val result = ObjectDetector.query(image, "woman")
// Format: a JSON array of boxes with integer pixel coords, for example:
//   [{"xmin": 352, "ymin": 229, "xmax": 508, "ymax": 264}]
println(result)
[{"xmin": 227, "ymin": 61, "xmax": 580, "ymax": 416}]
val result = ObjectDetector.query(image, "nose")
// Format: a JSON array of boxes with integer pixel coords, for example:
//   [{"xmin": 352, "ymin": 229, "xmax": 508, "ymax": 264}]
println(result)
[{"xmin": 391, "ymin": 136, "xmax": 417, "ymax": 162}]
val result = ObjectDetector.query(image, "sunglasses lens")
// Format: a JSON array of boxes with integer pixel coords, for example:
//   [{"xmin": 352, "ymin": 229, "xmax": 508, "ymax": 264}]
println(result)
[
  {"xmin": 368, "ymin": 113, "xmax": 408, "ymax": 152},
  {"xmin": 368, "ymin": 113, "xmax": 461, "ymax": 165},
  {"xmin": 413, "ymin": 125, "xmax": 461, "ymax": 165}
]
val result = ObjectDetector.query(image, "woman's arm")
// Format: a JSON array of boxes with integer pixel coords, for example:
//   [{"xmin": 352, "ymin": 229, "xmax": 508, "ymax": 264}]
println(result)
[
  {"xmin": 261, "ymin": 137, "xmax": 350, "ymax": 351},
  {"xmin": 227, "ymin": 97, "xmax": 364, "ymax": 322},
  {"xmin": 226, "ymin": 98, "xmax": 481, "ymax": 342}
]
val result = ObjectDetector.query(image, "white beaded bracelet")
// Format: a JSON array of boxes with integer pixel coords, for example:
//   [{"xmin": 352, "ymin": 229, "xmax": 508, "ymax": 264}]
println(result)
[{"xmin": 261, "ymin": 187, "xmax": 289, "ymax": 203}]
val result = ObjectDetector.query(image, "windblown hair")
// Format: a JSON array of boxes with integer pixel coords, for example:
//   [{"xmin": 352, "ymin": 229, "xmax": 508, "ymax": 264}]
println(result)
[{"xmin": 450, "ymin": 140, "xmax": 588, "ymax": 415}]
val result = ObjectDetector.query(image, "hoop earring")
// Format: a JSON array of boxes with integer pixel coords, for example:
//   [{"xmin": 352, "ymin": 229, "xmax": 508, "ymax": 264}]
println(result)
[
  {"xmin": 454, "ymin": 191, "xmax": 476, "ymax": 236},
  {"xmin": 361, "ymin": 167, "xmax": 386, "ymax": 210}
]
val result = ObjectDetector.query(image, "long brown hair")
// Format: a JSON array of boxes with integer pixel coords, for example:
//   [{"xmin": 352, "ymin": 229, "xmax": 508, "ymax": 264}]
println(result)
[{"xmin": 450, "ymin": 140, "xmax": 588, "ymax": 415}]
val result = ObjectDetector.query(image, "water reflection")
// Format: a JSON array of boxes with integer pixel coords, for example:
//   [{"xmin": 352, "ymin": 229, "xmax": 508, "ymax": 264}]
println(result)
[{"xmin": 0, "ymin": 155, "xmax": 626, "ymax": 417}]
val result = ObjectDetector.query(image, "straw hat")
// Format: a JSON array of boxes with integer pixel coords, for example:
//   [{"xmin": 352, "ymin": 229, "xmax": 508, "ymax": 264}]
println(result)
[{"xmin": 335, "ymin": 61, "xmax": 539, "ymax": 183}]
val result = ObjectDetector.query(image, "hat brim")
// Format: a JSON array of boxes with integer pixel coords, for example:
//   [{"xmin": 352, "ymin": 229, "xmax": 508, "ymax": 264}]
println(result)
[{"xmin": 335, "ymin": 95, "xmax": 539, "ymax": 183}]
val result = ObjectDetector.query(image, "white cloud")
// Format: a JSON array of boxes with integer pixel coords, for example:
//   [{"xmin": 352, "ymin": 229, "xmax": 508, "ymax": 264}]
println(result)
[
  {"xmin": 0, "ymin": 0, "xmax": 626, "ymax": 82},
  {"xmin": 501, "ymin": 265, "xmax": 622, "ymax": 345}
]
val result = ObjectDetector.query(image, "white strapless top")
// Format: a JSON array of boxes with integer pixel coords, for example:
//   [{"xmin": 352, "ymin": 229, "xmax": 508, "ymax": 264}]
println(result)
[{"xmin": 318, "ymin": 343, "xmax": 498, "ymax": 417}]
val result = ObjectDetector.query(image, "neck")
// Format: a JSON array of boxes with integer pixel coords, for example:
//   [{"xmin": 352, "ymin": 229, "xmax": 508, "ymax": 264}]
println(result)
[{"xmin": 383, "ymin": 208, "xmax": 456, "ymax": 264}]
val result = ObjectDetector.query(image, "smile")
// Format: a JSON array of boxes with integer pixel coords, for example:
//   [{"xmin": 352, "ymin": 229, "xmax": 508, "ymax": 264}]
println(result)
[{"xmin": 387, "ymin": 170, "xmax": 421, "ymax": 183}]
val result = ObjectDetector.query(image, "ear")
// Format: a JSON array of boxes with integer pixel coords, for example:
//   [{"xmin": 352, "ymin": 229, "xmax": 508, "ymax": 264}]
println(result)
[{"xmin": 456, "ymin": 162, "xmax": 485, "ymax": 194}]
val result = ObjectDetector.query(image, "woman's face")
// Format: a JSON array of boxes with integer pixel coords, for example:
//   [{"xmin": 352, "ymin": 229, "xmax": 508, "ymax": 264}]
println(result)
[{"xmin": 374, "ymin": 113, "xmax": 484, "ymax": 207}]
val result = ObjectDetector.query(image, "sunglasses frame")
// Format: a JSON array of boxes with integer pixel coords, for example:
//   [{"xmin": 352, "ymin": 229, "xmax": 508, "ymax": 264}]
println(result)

----------

Set exercise:
Report every line of the entries above that contains the string "woman", treating uppercase and lowercase as different.

Solution to this task:
val result = ObjectDetector.query(image, "woman")
val result = ObjectDetector.query(image, "woman's arm")
val result = ObjectDetector.query(image, "woman's face")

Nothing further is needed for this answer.